**Document:**
· · · · · · ·
Ferrari is the biggest feather in CEO Sergio Marchionne’s cap. After an IPO in 2015, the company’s stock is up 100% in 2017.
But that doesn’t mean he isn’t trying to destroy the legendary Italian automaker.
After Ferrari reported third-quarter earnings on Thursday, Marchionne took questions from analysts and dived into two big ones: Will Ferrari build an SUV? And will Ferrari leave Formula One?
The answer, astonishingly, to both is yes.
Well, yes maybe. It depends.
Anticipation for a Ferrari SUV has been building for months – Marchionne as much as said the company was ready to make the move with a unique “Ferrari Utility Vehicle” or FUV.
On the conference call, Marchionne confirmed that the company has been testing a design concept, has shared it with potential customers and the Ferrari board, and is ready to greenlight the project.
Asked if it was controversial, Marchionne quickly replied, “No – because it’s a Ferrari.”
The SUV heresy
Ferrari is the only notable SUV holdout in the super-luxury, high-performance space; Porsche has been building SUVs for years, and a spate of marques, from Bentley to Jaguar and also former Ferrari stablemates (prior to its 2015 spinoff from Fiat Chrysler Automobiles) Maserati and Alfa Romeo have rolled out SUVs in the past two years.
· · · · · · ·
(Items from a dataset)
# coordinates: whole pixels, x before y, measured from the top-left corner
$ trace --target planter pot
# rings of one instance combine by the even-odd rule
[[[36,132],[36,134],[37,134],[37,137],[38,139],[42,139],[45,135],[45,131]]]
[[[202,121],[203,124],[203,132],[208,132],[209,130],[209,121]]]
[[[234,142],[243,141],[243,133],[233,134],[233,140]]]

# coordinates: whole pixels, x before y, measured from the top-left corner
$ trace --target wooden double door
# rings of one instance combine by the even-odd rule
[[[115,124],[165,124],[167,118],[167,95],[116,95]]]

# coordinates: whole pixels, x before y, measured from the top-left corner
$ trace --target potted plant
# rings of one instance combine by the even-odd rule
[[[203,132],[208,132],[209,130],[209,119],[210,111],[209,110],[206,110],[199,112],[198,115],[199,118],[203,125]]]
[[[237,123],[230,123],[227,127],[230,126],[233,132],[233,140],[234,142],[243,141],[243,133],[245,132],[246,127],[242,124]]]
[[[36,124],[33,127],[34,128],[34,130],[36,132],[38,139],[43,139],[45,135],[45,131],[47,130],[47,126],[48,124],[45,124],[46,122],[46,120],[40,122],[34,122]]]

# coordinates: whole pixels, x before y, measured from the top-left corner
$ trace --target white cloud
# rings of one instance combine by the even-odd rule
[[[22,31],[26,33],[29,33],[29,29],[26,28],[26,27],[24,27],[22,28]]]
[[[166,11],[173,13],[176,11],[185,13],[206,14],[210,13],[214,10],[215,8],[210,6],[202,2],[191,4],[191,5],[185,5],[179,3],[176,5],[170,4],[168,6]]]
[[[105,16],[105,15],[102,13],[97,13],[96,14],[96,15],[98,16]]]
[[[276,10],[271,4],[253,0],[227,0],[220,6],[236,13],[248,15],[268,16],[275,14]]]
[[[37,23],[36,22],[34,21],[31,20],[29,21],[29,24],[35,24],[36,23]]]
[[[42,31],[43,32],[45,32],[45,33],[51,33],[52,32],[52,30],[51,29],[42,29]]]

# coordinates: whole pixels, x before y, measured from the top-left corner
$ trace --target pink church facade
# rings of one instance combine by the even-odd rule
· · · · · · ·
**Written exercise:** Continue the article on Ferrari's SUV plans and Formula One, starting after its last sentence.

**Task answer:**
The profit margins on SUVs are high, but Ferrari already sells its sports cars and supercars for a lot. However, the carmaker now sees the segment as an unexplored demand-driver that it can no longer ignore.
For Ferrari loyalists, an SUV is heresy. Marchionne is asking them for the benefit of the doubt, but a four-door Prancing Horse that can tow stuff is about as far from what Ferrari is all about as it’s possible to get.
The SUV statements were shocking enough, but Marchionne then doubled down by suggesting that Ferrari might leave Formula One, the marquee global racing series that has defined the company in the postwar period.
The F1 gamble
- REUTERS/Denis Balibouse
When asked how he would feel about being the CEO who took Ferrari out of Formula One, Marchionne replied, “Like a million bucks.” He implied that he would then develop a better series, starring Ferrari.
Marchionne speaks his mind and doesn’t mind being a provocateur, so his remarks about F1, in particular, could be designed to provide Ferrari with negotiating power as it seeks to improve its F1 fortunes. The company hasn’t won a Constructors’ Championship since 2008; in 2017, it lost out to Mercedes and also notched a second behind Drivers’ winner Lewis Hamilton.
But Enzo Ferrari is certainly rumbling if not outright spinning in his grave. The founder would have seen SUVs as tractors. And the only reason he started selling exotic road cars in the first place was to fund Ferrari’s racing efforts.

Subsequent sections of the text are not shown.